| O que fazer |
• A. Repita, sem alterar nada, tudo o que vai de "Empatia significa entender" até "noção de empatia." no texto sobre empatia e estética.
• B. Prossiga com o texto sobre empatia e estética a partir do ponto em que ele termina.

Empatia significa entender o outro por dentro, como também sugerido pelo termo em alemão para empatia Einfühlung ‘sentir por dentro’. Empatia pressupõe entender o que o outro está experimentando, sem necessariamente sentir compaixão ou ser motivado a ajudar, o que seria simpatia, muitas vezes é confundida com a noção de empatia.
A teoria da simulação incorporada e suas heurísticas em potencial na cognição social realiza um diálogo interessante com as humanidades, em especial no campo da estética. Essa perspectiva, que enfatiza a natureza sensório-motora da cognição humana, oferece muitas vantagens:
1) permite enquadrar a cognição humana dentro de um cenário evolutivo, que privilegia a exaptação sobre a adaptação, a continuidade sobre a descontinuidade e o desafio mutações genéticas abruptas que aparecem na escala evolutiva (p.ex. o ‘gene da sintaxe’);
2) possibilita uma perspectiva comparativa, conectando as habilidades cognitivas humanas aos seus antecedentes evolutivos em primatas não-humanos;
3) possibilita uma nova visão da experiência estética, vinculando a produção de artefatos culturais à sua recepção. Qualquer forma de experiência estética induzida pelas relações humanas com artefatos culturais/artísticos é intersubjetiva: o objeto conecta a subjetividade do criador – um artista, por exemplo, com a subjetividade do expectador.

(Entradas de indicação de objetos nomeados)
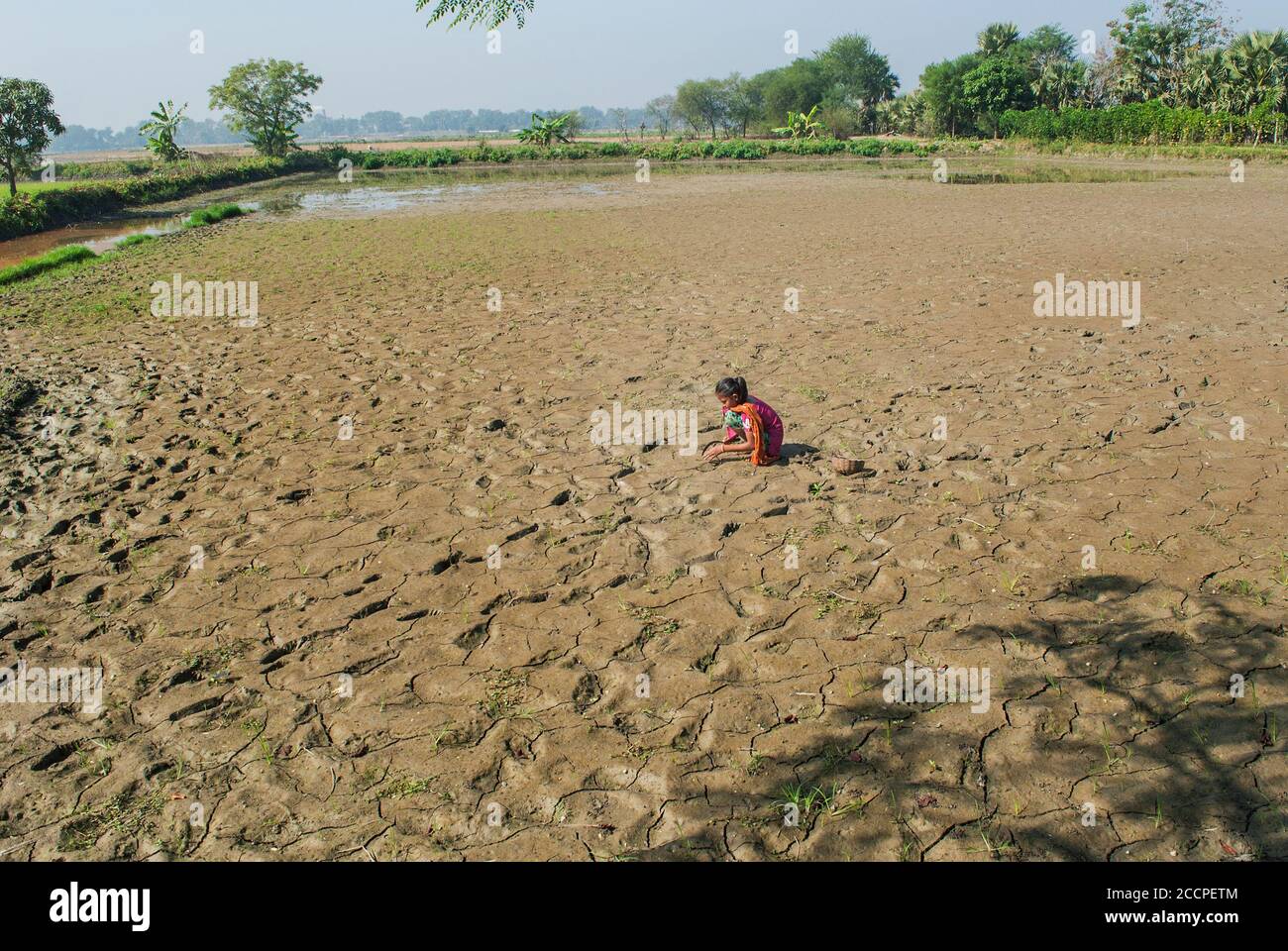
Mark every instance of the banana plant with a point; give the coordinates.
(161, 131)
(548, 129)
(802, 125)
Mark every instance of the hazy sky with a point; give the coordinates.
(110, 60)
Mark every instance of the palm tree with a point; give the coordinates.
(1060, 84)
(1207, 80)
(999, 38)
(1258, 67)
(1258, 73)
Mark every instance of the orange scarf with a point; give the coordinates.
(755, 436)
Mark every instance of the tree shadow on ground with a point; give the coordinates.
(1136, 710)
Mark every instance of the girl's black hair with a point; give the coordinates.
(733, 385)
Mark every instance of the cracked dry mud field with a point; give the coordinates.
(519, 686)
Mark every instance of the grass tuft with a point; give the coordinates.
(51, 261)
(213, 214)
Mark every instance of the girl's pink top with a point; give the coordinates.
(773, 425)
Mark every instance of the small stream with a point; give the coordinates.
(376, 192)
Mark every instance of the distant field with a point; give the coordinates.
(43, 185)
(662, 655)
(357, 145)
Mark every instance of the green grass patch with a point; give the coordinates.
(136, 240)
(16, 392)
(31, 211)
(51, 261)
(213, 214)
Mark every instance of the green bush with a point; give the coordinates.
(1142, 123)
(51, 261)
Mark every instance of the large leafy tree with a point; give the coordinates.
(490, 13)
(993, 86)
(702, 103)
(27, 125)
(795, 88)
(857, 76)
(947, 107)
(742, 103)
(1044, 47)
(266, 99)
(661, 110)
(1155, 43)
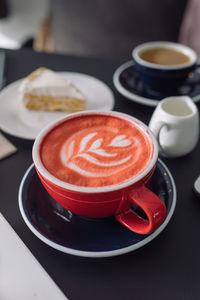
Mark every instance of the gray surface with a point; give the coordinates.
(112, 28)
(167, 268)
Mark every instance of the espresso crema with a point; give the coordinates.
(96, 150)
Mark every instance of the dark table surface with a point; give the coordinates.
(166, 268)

---

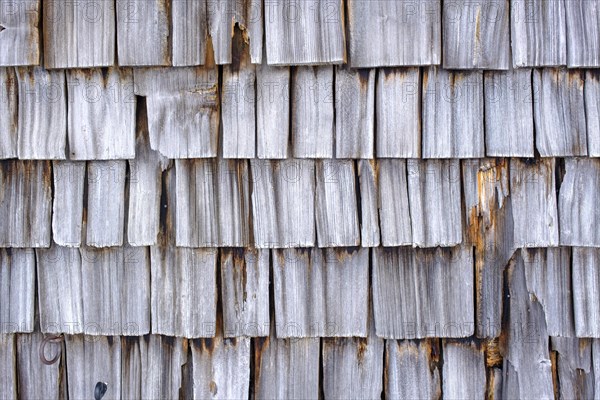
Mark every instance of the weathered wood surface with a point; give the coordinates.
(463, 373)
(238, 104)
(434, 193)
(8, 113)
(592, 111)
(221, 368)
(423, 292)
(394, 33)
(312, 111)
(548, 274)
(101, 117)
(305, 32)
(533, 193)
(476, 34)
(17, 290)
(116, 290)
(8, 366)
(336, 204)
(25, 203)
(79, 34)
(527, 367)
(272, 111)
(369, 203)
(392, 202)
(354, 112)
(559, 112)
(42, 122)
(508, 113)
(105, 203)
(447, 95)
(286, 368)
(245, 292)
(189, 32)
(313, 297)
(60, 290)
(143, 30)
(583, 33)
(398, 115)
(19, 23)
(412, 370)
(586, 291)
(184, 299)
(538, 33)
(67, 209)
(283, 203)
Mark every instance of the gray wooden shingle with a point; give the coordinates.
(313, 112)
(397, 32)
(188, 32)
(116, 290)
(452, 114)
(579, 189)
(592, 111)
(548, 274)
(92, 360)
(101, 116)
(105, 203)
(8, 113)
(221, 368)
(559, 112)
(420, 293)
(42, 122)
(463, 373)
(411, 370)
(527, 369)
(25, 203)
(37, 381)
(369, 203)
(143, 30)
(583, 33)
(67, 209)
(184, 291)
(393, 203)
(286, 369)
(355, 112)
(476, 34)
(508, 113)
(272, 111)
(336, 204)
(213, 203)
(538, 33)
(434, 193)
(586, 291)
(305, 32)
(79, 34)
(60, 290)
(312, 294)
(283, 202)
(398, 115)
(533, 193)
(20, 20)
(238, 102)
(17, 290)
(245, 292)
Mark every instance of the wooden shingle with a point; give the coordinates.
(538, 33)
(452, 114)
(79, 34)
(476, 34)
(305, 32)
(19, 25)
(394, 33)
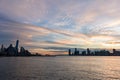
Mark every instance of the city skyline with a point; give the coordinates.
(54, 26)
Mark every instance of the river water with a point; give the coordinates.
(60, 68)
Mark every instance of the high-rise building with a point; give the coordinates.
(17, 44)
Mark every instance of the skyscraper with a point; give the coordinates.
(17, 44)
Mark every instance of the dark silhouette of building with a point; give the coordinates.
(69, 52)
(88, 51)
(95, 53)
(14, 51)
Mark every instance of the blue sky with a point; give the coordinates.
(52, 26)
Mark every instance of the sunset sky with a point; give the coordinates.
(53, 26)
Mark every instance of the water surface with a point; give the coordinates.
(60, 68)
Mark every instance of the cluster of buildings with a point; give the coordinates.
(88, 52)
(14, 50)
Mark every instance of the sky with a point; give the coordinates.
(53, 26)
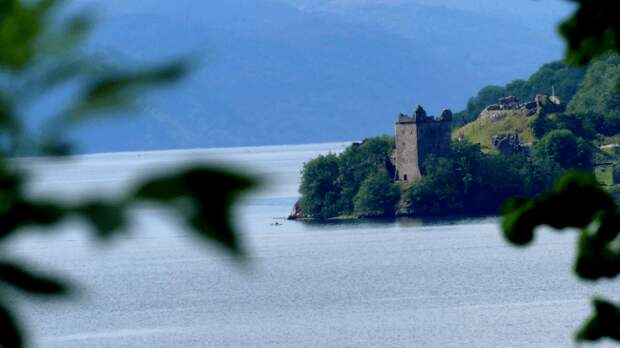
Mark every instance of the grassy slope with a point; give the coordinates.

| Respostas às tarefas |
• A.
Empatia significa entender o outro por dentro, como também sugerido pelo termo em alemão para empatia Einfühlung ‘sentir por dentro’. Empatia pressupõe entender o que o outro está experimentando, sem necessariamente sentir compaixão ou ser motivado a ajudar, o que seria simpatia, muitas vezes é confundida com a noção de empatia.

• B.
A teoria da simulação incorporada se baseia em uma noção de modalidade segundo a qual os estados ou processos mentais são incorporados devido ao seu formato físico corporal. (Gallese, 2005, 2007, 2014). A forma corporal de uma representação mental restringe o que essa representação mental pode representar devido às restrições corporais impostas pela natureza espacial do corpo humano. Restrições semelhantes se aplicam tanto às representações das próprias ações, emoções ou sensações quanto às de outras pessoas. Portanto, a simulação incorporada é a reutilização de estados mentais e processos envolvendo representações que têm um formato corporal. Sistemas sensoriais-motores, originalmente desenvolvidos para facilitar nossas interações com o mundo, uma vez dissociados da via motora final original e reconectados dinamicamente a outras áreas corticais, servem para habilidades cognitivas recém-adquiridas. A experiência das nossas ações, emoções e sensações e das emoções, sensações e ações dos outros sempre ocorrem em uma dimensão centrada em nós.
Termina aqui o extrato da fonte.